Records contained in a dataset

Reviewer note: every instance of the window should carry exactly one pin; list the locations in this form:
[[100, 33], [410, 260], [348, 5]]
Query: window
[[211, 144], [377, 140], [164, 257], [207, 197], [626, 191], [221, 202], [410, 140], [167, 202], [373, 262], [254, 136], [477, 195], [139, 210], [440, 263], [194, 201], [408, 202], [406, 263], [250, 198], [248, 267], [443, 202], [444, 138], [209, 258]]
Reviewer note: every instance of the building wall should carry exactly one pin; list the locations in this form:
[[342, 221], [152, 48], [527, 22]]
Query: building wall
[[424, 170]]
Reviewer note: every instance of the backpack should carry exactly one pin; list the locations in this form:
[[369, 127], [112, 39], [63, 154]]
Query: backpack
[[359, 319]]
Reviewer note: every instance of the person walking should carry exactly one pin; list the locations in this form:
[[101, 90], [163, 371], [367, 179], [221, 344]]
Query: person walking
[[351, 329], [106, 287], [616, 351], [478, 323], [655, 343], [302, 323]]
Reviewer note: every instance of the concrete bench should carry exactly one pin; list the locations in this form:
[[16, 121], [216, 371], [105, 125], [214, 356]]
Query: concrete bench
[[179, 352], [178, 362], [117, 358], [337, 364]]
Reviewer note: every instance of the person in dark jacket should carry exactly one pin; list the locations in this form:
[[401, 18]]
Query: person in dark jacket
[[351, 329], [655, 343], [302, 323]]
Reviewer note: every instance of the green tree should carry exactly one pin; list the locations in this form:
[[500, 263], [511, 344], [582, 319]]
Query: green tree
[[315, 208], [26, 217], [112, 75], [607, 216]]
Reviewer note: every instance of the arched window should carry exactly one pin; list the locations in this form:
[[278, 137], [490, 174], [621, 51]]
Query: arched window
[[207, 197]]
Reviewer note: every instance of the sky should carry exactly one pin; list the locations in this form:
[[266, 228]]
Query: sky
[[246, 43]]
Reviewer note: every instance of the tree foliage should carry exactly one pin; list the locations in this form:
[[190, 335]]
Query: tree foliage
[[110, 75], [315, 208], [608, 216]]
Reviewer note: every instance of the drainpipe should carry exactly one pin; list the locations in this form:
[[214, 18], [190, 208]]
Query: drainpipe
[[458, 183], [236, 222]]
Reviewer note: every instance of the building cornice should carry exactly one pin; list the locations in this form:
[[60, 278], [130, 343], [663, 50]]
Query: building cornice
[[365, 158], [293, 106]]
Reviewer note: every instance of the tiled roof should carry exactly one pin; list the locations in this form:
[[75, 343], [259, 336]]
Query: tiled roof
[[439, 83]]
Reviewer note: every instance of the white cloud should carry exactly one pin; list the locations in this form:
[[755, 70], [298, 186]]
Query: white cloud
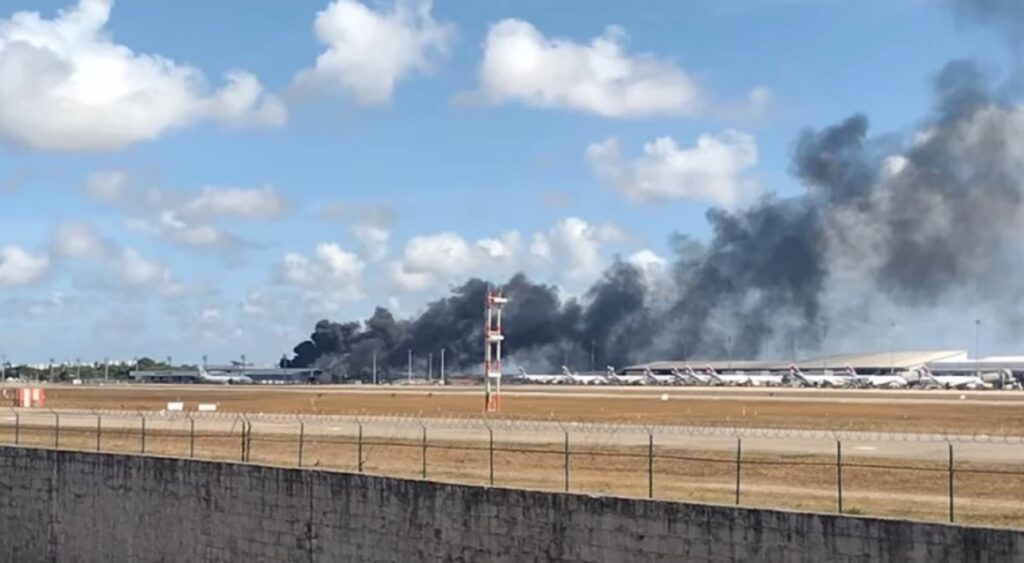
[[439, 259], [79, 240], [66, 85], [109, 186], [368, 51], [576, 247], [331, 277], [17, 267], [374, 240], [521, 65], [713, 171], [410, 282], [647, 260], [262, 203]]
...
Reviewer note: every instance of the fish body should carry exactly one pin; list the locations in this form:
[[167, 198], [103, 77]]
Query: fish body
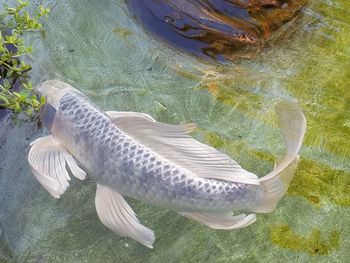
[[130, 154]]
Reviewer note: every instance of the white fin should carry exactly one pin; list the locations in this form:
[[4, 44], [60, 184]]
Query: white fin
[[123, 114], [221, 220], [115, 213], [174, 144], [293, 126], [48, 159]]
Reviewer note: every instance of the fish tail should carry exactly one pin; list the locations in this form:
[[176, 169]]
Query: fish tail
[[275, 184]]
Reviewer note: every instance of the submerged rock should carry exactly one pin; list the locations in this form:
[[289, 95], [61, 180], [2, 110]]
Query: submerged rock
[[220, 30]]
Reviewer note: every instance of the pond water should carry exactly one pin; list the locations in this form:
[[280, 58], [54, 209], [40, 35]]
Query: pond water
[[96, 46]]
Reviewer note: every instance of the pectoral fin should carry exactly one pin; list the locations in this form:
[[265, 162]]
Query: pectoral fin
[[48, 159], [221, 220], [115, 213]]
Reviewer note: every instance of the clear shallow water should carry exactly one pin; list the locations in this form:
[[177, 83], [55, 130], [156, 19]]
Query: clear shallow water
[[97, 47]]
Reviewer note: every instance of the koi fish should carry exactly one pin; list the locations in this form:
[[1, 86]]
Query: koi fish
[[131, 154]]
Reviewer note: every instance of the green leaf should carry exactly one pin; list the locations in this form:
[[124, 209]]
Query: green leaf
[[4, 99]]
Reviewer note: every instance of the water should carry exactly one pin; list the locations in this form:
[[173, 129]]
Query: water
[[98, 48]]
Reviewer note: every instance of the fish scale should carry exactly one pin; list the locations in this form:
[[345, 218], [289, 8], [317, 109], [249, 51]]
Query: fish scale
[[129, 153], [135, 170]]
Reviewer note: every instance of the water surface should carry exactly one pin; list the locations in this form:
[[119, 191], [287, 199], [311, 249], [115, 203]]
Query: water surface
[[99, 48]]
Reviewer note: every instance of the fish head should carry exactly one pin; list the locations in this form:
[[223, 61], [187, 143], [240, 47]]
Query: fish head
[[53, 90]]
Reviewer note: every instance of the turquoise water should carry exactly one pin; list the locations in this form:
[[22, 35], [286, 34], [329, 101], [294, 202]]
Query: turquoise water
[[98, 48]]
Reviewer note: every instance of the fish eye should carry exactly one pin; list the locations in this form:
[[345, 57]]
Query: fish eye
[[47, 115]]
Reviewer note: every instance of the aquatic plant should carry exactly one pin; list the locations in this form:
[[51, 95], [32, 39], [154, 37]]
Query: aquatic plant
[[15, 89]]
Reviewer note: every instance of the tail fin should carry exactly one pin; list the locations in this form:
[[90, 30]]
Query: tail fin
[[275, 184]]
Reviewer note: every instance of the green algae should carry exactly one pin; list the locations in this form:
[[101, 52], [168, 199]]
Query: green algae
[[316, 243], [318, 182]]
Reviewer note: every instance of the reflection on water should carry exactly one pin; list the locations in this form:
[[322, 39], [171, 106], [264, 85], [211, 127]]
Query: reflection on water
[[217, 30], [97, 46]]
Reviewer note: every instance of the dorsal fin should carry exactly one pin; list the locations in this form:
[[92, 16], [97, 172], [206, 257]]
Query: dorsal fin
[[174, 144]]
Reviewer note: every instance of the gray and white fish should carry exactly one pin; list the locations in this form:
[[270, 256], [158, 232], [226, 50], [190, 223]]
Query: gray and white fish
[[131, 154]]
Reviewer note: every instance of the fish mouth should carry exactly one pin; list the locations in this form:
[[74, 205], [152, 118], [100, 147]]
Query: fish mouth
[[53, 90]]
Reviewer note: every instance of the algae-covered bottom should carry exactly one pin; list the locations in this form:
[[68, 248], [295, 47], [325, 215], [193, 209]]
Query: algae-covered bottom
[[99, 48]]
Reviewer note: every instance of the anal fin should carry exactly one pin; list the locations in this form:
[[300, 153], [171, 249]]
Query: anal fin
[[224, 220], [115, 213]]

WORK TO DO
Lay out the entries from the line with "Reviewer note: every instance of the window" to the line with "[[359, 319]]" as a JSON list of strings, one string per line, leaving out blank lines.

TASK RESPONSE
[
  "Reviewer note: every instance of the window should carry exactly one pin; list the locations in this form:",
  "[[100, 33], [410, 260], [348, 5]]",
  "Query: window",
  "[[211, 144], [377, 140], [164, 257], [207, 197], [626, 191], [221, 202], [410, 140], [167, 202], [373, 262], [254, 136], [477, 195], [139, 210], [440, 263], [194, 201], [408, 202], [406, 263], [250, 198], [248, 267], [443, 202], [444, 138], [209, 258]]",
  "Reviewer note: every instance of the building wall should carry exactly one pin; list the locations in this form:",
  "[[342, 221], [152, 48], [527, 22]]",
  "Query: building wall",
  "[[424, 170]]",
  "Reviewer note: every instance of the backpack should carry exactly one pin; list the locations in this form:",
  "[[369, 127], [112, 39], [63, 154]]",
  "Query: backpack",
  "[[359, 319]]"
]